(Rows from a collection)
-=-=-
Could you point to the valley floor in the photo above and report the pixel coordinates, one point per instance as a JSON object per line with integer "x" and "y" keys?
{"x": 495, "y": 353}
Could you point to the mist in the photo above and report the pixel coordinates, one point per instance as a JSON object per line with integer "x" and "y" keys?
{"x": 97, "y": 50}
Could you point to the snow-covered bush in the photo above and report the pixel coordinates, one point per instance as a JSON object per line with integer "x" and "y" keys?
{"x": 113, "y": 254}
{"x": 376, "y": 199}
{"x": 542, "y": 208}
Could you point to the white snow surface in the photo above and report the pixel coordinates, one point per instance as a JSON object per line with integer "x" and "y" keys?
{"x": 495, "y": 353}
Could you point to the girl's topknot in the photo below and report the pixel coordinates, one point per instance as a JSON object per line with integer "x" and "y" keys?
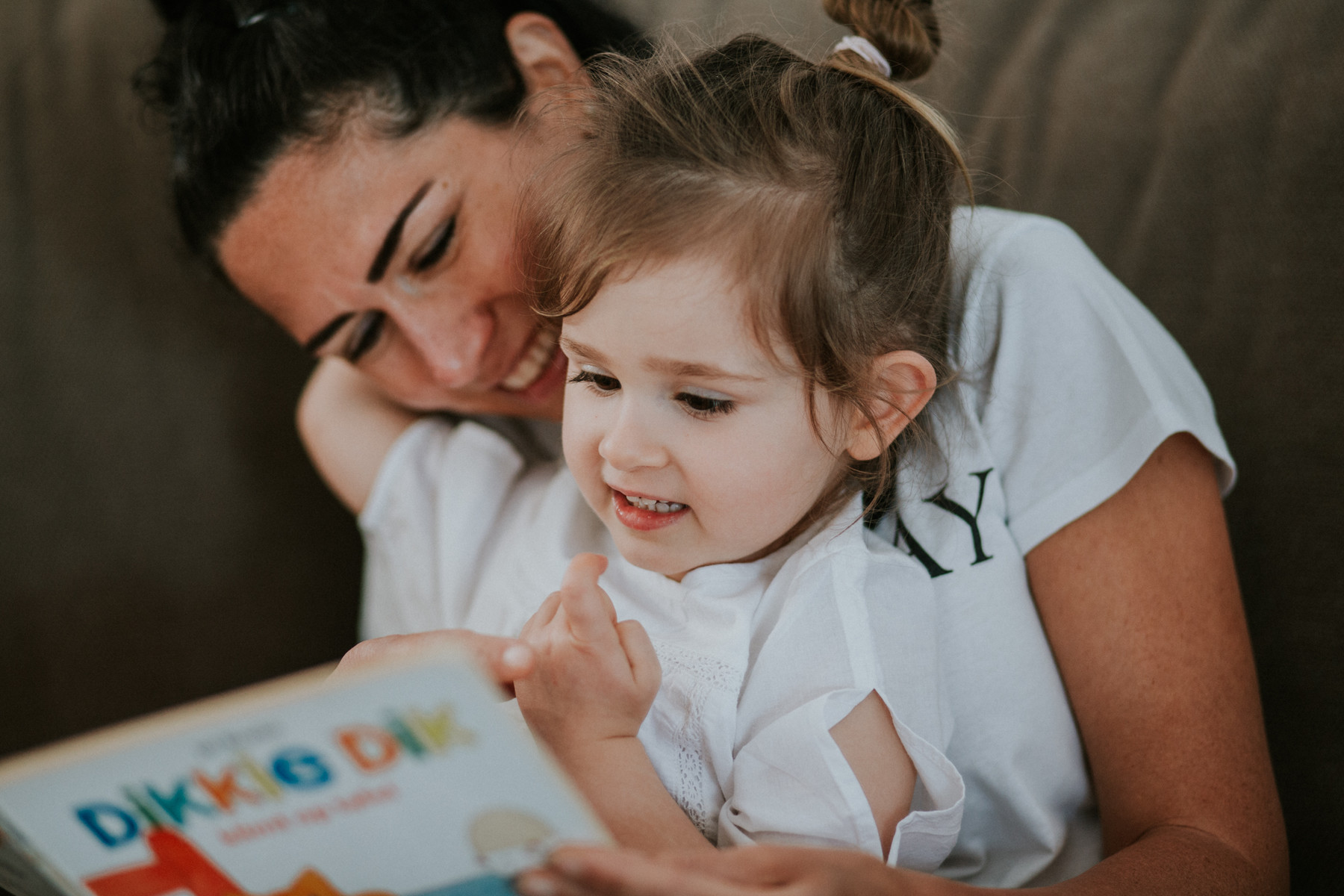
-=-=-
# The exercise
Rewrite the rows as a JSON list of strings, one string per line, starting with the line containing "Could you point to the mist" and running through the end of the rows. Skip blank lines and leave out the pictures.

# Task result
[
  "Could you point to the mist in the photo above and report the pixel coordinates, one point per instance as a JSON object per line with integer \"x\" and \"y\" keys?",
  "{\"x\": 97, \"y\": 50}",
  "Could you point to the snow-covered bush in the photo above and report the pixel coordinates, one point per instance as a JSON object per line with integer \"x\" and \"y\" keys?",
  "{\"x\": 113, \"y\": 254}",
  "{\"x\": 376, \"y\": 199}",
  "{\"x\": 542, \"y\": 208}",
  "Could you point to the white snow surface in the photo above and report the pixel coordinates, one point per instance as a JSON object per line with integer \"x\" and \"y\" keys?",
  "{\"x\": 495, \"y\": 353}",
  "Could you point to the girl's topknot in the photo below and report the pixel coordinates, one point per instance as a JSON object per line with integer \"x\" and \"y\" keys?"
]